Segment Start: DATA SUPPLIED

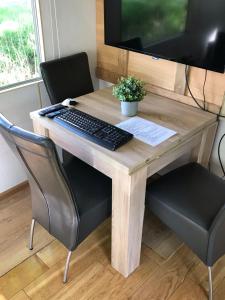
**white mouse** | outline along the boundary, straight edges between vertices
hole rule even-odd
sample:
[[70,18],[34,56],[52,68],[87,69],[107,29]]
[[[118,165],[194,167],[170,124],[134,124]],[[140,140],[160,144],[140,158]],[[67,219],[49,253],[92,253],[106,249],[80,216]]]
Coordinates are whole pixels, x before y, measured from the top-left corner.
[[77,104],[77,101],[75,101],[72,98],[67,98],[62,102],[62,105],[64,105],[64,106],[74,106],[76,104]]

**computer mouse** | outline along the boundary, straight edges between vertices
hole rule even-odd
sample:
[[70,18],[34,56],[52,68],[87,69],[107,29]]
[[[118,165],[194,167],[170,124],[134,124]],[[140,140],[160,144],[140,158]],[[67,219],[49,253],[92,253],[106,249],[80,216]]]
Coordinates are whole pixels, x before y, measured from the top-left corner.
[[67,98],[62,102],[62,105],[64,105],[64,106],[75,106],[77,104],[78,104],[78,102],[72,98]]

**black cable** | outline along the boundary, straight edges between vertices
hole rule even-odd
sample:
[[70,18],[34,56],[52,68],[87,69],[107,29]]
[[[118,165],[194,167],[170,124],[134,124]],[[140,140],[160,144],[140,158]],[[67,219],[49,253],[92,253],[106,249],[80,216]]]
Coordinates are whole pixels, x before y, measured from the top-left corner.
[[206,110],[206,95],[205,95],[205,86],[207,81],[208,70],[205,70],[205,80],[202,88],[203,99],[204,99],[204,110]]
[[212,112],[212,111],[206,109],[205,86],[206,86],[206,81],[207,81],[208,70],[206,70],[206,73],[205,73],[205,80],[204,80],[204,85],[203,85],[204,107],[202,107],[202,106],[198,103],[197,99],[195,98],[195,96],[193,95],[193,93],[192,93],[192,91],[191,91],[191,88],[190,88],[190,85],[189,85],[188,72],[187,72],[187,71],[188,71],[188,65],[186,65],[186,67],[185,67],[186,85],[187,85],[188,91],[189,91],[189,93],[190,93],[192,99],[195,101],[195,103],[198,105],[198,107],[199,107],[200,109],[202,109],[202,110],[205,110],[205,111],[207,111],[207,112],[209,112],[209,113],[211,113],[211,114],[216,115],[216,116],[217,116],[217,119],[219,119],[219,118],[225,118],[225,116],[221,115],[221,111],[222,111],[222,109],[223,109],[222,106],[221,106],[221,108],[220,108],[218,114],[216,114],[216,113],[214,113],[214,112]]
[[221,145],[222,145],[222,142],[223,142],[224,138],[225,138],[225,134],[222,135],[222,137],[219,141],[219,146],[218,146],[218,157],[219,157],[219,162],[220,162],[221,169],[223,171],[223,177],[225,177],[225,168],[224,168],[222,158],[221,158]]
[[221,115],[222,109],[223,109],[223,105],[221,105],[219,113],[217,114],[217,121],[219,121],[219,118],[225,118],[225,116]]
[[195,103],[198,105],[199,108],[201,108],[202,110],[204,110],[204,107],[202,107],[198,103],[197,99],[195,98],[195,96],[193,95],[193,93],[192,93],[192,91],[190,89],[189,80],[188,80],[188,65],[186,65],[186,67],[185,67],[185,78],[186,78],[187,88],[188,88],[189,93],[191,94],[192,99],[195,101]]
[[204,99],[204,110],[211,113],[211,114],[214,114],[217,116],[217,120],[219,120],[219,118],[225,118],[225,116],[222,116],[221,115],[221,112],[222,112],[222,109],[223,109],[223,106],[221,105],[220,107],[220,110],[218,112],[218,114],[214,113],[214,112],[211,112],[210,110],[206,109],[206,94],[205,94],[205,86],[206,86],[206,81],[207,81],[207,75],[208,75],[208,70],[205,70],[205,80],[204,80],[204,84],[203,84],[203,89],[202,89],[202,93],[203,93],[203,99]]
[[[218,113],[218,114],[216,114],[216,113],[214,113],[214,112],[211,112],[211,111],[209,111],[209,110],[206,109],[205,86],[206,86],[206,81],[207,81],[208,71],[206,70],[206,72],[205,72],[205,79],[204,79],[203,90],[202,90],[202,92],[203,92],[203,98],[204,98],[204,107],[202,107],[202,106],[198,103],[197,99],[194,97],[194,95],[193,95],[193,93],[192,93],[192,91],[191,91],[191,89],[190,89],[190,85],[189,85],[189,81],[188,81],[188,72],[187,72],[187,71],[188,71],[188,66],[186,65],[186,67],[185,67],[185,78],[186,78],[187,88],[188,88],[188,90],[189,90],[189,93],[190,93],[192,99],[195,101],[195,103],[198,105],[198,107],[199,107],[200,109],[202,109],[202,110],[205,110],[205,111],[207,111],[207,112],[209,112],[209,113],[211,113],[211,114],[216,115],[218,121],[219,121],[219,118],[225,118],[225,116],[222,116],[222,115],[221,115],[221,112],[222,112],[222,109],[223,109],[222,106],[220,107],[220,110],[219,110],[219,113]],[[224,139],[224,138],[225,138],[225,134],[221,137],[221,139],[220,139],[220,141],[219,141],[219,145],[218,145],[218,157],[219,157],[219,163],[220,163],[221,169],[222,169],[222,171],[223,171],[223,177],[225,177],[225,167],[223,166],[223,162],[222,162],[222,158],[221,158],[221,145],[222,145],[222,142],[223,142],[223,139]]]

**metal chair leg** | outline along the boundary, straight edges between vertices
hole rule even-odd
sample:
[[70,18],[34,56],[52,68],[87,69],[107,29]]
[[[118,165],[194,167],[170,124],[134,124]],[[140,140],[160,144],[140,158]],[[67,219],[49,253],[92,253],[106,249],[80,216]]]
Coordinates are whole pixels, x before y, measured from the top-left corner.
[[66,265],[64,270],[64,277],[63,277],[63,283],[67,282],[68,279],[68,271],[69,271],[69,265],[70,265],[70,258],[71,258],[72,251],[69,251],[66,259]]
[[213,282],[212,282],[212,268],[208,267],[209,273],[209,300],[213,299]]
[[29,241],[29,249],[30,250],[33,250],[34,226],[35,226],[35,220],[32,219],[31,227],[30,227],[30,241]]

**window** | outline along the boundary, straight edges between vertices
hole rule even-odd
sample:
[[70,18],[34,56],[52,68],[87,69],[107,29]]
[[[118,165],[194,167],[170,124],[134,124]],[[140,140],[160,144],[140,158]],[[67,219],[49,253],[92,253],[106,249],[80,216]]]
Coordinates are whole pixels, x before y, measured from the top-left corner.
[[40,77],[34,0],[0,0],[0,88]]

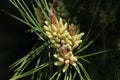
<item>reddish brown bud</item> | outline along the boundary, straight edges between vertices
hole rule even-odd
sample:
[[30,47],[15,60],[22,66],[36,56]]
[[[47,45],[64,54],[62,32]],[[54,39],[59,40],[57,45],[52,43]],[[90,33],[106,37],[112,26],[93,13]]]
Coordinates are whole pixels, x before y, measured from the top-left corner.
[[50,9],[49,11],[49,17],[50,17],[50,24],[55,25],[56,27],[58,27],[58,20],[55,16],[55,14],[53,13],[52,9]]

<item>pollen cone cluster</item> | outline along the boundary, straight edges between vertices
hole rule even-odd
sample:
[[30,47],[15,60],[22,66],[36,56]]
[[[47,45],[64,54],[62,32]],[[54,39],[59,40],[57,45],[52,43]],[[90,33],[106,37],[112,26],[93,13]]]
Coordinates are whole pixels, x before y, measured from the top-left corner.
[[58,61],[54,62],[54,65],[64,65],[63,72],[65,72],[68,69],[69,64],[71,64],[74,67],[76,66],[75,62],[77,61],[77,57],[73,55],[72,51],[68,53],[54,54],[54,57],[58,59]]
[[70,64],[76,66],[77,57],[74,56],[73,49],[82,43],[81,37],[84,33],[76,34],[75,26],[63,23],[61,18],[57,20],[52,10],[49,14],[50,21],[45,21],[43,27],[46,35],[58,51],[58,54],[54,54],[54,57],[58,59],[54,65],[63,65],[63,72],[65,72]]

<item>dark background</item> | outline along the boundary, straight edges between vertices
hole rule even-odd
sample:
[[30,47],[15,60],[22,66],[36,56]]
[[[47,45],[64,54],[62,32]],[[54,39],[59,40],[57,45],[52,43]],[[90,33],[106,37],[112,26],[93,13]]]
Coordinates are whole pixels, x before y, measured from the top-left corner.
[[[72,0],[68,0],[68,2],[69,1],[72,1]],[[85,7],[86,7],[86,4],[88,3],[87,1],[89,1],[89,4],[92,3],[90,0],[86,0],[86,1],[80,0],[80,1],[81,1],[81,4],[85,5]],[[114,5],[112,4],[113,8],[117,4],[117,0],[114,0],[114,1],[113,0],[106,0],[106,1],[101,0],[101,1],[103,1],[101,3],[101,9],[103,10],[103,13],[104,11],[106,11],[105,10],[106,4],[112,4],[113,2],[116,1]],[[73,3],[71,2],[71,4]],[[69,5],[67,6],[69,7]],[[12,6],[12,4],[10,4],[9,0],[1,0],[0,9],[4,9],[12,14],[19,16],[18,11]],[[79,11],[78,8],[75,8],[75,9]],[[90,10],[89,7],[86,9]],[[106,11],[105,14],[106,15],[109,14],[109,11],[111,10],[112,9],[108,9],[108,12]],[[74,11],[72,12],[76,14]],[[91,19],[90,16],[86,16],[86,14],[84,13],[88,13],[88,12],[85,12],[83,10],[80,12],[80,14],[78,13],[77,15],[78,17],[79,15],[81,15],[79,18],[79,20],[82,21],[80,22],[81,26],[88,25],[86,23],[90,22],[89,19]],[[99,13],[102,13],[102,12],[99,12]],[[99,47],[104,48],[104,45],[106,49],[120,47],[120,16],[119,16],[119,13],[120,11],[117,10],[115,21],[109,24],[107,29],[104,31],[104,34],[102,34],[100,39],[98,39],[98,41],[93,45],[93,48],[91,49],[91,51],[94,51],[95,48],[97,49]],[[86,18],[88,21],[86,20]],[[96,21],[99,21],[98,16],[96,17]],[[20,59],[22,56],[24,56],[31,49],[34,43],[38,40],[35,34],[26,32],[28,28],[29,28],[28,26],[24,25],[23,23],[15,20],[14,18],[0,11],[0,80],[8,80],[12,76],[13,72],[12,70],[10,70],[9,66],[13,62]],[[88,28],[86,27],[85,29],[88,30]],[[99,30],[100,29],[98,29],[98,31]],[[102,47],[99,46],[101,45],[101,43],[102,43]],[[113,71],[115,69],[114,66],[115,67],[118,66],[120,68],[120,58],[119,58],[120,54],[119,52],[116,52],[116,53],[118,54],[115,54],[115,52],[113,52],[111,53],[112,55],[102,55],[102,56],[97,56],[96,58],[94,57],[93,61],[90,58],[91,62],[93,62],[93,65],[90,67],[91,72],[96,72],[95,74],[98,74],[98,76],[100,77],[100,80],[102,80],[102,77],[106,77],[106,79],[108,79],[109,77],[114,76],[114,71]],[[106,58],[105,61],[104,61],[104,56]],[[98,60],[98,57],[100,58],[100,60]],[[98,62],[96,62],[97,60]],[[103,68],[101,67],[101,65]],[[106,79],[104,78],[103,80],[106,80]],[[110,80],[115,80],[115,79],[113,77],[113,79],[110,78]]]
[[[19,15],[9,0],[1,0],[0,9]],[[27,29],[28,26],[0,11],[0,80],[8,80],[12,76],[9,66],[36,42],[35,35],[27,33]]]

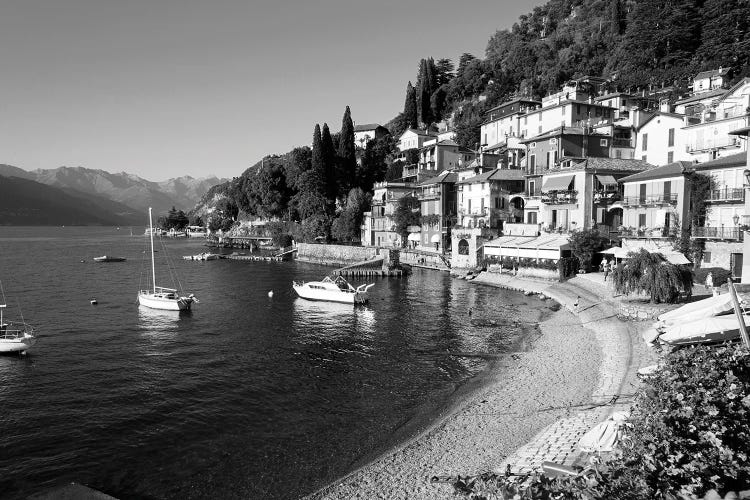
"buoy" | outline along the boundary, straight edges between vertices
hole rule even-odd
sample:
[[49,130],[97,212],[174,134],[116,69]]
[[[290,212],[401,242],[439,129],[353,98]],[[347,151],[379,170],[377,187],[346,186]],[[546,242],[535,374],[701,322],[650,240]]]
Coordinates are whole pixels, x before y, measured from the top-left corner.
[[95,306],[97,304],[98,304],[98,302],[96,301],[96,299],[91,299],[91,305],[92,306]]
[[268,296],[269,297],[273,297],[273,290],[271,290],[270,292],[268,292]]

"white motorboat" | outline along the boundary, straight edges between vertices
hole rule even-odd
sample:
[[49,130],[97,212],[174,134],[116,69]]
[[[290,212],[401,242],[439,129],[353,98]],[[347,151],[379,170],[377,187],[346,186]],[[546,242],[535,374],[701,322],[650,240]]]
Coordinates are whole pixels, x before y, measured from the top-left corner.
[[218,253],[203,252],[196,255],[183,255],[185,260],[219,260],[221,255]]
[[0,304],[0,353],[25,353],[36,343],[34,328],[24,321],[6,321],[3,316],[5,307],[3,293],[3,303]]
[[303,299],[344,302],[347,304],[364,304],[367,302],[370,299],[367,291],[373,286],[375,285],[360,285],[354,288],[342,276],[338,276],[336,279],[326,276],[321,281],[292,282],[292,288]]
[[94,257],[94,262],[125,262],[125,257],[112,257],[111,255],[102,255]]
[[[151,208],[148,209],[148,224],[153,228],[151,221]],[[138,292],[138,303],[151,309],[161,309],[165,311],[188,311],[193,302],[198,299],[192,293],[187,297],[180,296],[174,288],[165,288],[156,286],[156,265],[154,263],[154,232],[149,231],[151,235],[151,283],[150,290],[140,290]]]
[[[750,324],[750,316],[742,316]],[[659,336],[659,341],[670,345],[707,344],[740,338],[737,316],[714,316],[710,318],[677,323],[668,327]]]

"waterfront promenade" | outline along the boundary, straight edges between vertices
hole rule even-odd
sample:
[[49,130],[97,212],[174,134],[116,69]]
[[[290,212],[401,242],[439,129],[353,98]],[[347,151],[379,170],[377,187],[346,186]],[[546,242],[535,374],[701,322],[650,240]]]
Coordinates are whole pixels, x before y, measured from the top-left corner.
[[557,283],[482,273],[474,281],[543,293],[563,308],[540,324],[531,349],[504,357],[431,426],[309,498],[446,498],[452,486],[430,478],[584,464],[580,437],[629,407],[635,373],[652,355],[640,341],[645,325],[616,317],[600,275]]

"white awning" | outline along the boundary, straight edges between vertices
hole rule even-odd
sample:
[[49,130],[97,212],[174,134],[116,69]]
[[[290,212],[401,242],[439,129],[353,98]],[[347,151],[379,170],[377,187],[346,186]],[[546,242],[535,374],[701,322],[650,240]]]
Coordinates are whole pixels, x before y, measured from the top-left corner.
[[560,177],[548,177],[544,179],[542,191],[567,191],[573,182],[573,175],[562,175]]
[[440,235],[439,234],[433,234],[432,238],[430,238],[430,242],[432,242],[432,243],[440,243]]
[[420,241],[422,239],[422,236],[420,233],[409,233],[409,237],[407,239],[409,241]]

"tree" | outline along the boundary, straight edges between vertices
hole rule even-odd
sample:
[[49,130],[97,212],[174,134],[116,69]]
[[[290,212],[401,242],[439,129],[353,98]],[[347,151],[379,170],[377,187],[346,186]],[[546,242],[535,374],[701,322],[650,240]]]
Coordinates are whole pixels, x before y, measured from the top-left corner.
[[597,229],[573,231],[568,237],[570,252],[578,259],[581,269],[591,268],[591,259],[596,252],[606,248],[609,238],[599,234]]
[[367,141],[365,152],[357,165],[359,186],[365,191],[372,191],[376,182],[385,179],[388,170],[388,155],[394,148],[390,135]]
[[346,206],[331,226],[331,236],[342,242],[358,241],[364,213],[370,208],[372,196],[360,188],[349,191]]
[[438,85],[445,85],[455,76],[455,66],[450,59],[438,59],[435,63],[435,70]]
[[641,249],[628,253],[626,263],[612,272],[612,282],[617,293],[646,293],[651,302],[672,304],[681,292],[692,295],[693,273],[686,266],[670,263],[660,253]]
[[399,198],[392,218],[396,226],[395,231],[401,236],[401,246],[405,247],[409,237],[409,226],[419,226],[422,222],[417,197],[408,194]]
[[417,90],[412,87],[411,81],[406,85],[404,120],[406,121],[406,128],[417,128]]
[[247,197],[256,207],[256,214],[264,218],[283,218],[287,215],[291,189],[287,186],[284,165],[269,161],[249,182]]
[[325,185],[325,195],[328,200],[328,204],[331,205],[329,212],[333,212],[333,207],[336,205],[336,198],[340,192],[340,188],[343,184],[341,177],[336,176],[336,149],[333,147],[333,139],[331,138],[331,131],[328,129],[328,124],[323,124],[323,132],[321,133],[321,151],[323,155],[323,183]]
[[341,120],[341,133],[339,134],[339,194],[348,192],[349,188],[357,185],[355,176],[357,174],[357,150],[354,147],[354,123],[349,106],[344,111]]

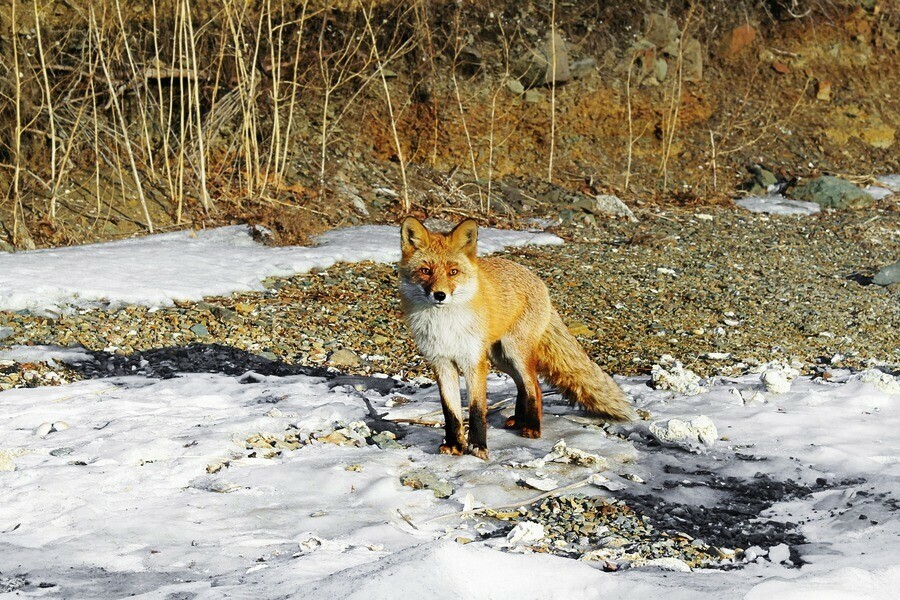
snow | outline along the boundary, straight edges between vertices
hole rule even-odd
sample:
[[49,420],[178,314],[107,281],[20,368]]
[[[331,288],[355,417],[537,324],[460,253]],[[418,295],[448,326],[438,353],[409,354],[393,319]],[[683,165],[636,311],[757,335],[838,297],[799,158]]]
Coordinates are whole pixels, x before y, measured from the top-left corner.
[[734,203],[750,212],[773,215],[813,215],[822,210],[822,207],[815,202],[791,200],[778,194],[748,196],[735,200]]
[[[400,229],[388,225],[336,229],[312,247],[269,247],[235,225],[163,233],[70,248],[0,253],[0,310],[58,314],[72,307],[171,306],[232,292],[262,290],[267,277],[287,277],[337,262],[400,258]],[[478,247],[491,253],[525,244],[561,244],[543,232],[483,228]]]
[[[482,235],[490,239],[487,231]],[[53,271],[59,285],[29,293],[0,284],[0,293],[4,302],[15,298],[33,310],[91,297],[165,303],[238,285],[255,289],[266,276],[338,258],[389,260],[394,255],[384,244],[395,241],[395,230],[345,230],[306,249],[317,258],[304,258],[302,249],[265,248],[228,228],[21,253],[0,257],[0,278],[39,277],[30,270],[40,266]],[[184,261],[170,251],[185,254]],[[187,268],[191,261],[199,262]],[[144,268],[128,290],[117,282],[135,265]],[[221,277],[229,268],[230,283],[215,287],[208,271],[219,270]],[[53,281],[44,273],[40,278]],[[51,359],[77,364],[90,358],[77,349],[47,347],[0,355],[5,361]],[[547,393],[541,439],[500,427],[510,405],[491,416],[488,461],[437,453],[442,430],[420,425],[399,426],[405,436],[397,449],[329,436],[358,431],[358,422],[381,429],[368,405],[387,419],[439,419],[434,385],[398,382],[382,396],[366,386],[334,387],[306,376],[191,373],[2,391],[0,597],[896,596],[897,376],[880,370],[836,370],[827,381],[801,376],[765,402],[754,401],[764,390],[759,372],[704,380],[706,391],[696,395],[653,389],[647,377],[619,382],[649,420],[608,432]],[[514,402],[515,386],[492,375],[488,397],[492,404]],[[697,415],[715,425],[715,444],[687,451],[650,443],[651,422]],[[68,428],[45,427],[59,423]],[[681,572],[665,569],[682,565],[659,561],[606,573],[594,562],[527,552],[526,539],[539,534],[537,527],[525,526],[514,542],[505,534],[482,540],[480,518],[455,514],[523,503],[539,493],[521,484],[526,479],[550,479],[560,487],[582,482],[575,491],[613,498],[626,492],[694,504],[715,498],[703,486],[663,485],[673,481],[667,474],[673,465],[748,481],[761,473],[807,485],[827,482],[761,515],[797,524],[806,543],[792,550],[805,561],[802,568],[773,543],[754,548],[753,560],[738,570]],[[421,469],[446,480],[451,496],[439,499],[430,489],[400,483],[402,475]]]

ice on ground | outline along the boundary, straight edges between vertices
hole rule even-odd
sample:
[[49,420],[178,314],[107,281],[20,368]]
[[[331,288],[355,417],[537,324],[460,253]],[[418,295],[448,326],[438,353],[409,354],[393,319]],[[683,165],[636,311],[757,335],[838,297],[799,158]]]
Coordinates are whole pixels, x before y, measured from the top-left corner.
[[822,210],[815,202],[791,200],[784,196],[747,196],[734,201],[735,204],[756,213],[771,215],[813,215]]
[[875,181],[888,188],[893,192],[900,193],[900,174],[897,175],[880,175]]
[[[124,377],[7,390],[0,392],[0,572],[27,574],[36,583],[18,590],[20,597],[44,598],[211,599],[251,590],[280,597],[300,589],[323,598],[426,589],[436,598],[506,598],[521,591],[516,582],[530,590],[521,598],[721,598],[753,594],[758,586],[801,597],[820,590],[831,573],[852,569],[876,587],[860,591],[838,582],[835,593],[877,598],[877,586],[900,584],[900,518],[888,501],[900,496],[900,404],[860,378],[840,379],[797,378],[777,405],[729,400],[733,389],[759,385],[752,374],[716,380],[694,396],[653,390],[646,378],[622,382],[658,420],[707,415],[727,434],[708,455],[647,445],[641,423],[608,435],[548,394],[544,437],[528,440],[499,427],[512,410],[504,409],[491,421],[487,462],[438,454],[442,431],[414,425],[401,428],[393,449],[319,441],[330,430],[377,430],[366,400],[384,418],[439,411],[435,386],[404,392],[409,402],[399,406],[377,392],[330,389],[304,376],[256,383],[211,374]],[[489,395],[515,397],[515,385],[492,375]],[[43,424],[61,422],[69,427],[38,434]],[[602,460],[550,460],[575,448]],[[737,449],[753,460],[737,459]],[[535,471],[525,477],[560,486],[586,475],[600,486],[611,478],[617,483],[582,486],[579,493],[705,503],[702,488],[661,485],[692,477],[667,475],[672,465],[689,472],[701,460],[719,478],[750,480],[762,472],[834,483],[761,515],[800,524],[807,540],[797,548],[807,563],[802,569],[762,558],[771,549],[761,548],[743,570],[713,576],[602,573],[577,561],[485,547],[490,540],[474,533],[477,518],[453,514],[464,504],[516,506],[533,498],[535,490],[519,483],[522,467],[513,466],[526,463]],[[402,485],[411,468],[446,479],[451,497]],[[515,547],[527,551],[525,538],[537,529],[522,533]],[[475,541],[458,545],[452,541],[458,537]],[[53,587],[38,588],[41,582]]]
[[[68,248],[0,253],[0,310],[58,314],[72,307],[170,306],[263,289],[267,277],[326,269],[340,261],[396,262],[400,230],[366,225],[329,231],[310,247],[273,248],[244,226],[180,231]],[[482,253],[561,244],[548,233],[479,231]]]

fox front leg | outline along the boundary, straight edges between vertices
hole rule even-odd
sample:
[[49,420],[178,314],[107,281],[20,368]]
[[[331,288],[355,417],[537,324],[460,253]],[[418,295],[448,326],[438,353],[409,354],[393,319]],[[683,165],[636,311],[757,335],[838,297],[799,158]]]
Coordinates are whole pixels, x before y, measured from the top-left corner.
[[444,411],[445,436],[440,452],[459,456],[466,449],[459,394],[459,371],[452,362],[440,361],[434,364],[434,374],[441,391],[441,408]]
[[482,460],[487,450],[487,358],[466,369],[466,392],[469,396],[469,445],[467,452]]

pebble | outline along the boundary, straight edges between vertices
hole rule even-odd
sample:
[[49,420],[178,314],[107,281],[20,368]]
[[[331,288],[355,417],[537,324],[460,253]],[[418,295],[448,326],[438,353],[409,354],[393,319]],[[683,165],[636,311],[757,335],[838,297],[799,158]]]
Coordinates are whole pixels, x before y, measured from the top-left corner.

Segment End: DATA SUPPLIED

YOUR INSTRUCTIONS.
When a line of the records has the word "mouse", pick it out and copy it.

SOLVED EXERCISE.
**white mouse** | outline along the boundary, straight edges between vertices
**computer mouse** | outline along the boundary, straight edges between vertices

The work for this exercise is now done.